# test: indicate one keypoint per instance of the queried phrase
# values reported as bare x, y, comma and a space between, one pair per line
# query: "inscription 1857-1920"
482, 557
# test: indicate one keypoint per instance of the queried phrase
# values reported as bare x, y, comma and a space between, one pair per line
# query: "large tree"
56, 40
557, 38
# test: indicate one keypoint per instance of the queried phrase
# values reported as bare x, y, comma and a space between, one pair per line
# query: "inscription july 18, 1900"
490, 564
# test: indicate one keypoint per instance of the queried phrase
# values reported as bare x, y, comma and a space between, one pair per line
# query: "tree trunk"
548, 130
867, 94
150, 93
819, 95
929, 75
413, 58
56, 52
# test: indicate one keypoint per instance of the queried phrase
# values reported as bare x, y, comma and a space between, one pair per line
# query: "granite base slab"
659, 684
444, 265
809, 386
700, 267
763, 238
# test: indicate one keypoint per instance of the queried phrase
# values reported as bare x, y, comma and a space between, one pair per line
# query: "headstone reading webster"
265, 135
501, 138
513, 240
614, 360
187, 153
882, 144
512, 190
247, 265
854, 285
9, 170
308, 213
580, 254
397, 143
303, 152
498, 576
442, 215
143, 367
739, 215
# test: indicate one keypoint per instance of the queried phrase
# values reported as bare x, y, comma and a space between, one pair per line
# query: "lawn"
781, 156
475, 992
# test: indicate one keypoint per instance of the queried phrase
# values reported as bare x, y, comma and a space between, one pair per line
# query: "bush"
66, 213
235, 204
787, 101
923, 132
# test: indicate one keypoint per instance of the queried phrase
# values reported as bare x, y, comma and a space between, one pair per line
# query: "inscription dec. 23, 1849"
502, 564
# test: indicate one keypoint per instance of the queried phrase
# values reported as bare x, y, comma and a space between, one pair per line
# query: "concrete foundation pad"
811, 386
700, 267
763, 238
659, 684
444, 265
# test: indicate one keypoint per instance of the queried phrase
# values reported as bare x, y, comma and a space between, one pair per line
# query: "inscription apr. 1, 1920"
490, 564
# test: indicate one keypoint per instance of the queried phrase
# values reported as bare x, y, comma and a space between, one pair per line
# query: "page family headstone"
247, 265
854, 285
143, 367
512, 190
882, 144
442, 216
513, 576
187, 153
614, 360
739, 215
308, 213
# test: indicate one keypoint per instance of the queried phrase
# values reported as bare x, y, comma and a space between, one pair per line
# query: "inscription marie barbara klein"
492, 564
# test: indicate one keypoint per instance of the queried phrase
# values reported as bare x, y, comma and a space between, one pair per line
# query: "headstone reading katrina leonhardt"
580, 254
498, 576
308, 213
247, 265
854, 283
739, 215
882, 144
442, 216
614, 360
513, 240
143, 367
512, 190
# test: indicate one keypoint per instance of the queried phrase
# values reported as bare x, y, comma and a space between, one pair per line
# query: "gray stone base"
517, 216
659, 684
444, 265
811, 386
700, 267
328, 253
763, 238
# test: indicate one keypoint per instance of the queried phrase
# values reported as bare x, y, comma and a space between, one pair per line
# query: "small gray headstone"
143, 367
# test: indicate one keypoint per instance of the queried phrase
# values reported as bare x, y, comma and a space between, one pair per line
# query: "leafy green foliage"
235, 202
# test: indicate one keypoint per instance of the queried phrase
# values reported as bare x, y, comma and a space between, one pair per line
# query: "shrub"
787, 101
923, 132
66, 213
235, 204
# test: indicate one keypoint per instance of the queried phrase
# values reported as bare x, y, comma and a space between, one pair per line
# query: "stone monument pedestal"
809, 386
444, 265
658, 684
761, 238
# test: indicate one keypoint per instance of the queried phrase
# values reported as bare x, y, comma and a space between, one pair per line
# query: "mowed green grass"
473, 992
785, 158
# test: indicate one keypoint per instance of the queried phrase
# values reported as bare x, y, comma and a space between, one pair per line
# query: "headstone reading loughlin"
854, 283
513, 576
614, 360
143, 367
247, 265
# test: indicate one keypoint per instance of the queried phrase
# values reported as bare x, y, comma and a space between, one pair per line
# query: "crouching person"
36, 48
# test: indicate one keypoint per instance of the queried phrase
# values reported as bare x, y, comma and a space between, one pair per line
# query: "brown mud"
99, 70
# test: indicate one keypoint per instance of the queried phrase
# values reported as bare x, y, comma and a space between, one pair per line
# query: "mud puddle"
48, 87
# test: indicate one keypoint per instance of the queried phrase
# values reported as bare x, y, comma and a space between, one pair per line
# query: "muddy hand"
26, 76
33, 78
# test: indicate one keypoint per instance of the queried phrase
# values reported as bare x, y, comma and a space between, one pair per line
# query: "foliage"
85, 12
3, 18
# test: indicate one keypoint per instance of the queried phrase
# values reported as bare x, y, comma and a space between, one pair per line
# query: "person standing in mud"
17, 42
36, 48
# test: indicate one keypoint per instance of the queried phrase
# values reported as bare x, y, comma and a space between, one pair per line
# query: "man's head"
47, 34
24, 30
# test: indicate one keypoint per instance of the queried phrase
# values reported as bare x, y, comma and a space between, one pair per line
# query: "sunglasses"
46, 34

────────────────────

How to complete this task:
When you reach this point, go back and write out each record above exactly.

Answer to this problem:
# test: indicate one keypoint per instance of the queried phrase
# values reported as bare x, y, comma and a space between, one pair per line
# query: "inscription 1857-1920"
482, 557
# test: indicate one keypoint per instance of the queried phrase
# values reported as bare x, y, comma and a space between, one pair per line
# query: "large tree"
56, 40
557, 38
# test: indicate one keypoint per instance of the queried phrase
# values reported as bare x, y, comma and a space between, one pair per line
# query: "inscription july 18, 1900"
490, 564
# test: indicate one keypoint per instance of the queried phrase
# values reported as bare x, y, comma and a space between, one pair per line
# query: "tree trunk"
548, 130
867, 94
150, 93
819, 95
929, 75
413, 58
56, 52
# test: indicate one keypoint per instance of the queried phrase
# values reported as bare x, y, comma and a space between, one pair per line
# query: "granite base slab"
659, 684
444, 265
809, 386
700, 267
763, 238
# test: indicate one keypoint per instance of the queried phrase
# values reported as bare x, y, comma and a space between, one pair per line
# query: "headstone reading webster"
265, 135
501, 138
513, 240
614, 360
187, 153
882, 144
512, 190
247, 265
854, 285
9, 170
308, 213
580, 254
397, 143
303, 152
498, 576
442, 215
143, 367
739, 215
# test: indicate one keypoint per instance of the queried phrase
# values reported as bare x, y, comma and a space between, one pair per line
# query: "lawn"
781, 156
475, 992
# test: indicate one keypoint per instance of the queried phrase
# values reported as bare x, y, comma and a space between, one pair per line
# query: "bush"
66, 213
235, 204
787, 101
923, 132
# test: indicate one keypoint per instance of the queried phrase
# values reported as bare x, y, comma and a space between, one pair per line
# query: "inscription dec. 23, 1849"
502, 564
# test: indicate one keypoint per instance of the queried phrase
# values reported as bare x, y, comma and a space between, one pair per line
# query: "concrete foundation pad"
811, 386
700, 267
763, 238
659, 684
444, 265
# test: indicate one keypoint per instance of the queried phrase
# values reported as bare x, y, comma and a space between, one pair per line
# query: "inscription apr. 1, 1920"
490, 564
# test: indicate one keypoint per instance of the queried phrase
# values reported as bare x, y, comma and a space between, one pair per line
# query: "page family headstone"
247, 265
854, 285
143, 367
512, 190
882, 144
442, 216
513, 576
187, 153
614, 360
739, 215
308, 213
# test: indicate one keypoint per instance of the queried phrase
# values reported as bare x, y, comma and a space between, one pair per line
# query: "inscription marie barbara klein"
492, 564
# test: indicate one keypoint per instance of the queried phrase
# values reported as bare x, y, comma and a space between, one pair per line
# query: "headstone reading katrina leonhardt"
580, 254
498, 576
308, 213
247, 265
854, 283
739, 215
882, 144
442, 216
614, 360
513, 240
143, 367
512, 190
# test: indicate one keypoint per instance of the queried phrase
# values reported as bare x, y, comma and a space between, one pair per line
# query: "gray stone base"
517, 216
659, 684
444, 265
811, 386
700, 267
328, 253
763, 238
# test: indicate one keypoint per instance of the queried phrase
# values reported as bare x, y, comma and a space between, one pair per line
# query: "small gray headstone"
143, 367
# test: indicate one keypoint per instance of the queried phrase
# values reported as bare x, y, comma and a space between, one pair per line
# query: "leafy green foliage"
235, 202
# test: indicate one keypoint per instance of the queried phrase
# values reported as bare x, y, comma and a space between, one pair per line
# query: "shrub"
787, 101
923, 132
66, 213
235, 204
# test: indicate one keypoint per instance of the queried phrase
# values reported as bare x, y, comma and a space between, one pair per line
# query: "stone monument pedestal"
809, 386
444, 265
658, 684
761, 238
# test: indicate one keypoint per instance of the queried phrase
# values reported as bare x, y, comma and a space between, one pair per line
# query: "mowed green grass"
473, 992
785, 158
# test: indicate one keypoint per instance of the queried phrase
# values reported as bare x, y, comma and a space between, one pair per line
# query: "headstone reading loughlin"
854, 283
513, 576
614, 360
143, 367
247, 265
# test: indicate one keypoint per instance of the queried phrase
# values reported as bare x, y, comma and a space between, one pair per line
# query: "crouching person"
36, 48
# test: indicate one keypoint per instance of the queried phrase
# values reported as bare x, y, comma and a space between, one pair per line
# query: "brown mud"
99, 70
# test: indicate one keypoint per instance of the queried phrase
# values reported as bare x, y, comma and a space between, one pair per line
# query: "mud puddle"
48, 87
# test: indicate one keypoint per instance of the queried phrase
# values reported as bare x, y, comma and a space between, one pair per line
# query: "muddy hand"
26, 76
33, 78
# test: indicate one keypoint per instance of the queried phrase
# values reported as bare x, y, comma and a space between, one pair per line
# query: "foliage"
85, 12
3, 18
# test: indicate one keypoint per instance of the queried phrase
# values reported as bare x, y, comma and a space between, one pair per line
# query: "person standing in mud"
17, 42
36, 48
# test: indicate one keypoint per instance of the queried phrase
# values reported as bare x, y, comma and a space between, one pair per line
# query: "man's head"
47, 34
24, 30
# test: indicate one keypoint per instance of the queried phrase
# values reported as bare x, y, comma and a space between, one pair per line
# query: "sunglasses"
46, 34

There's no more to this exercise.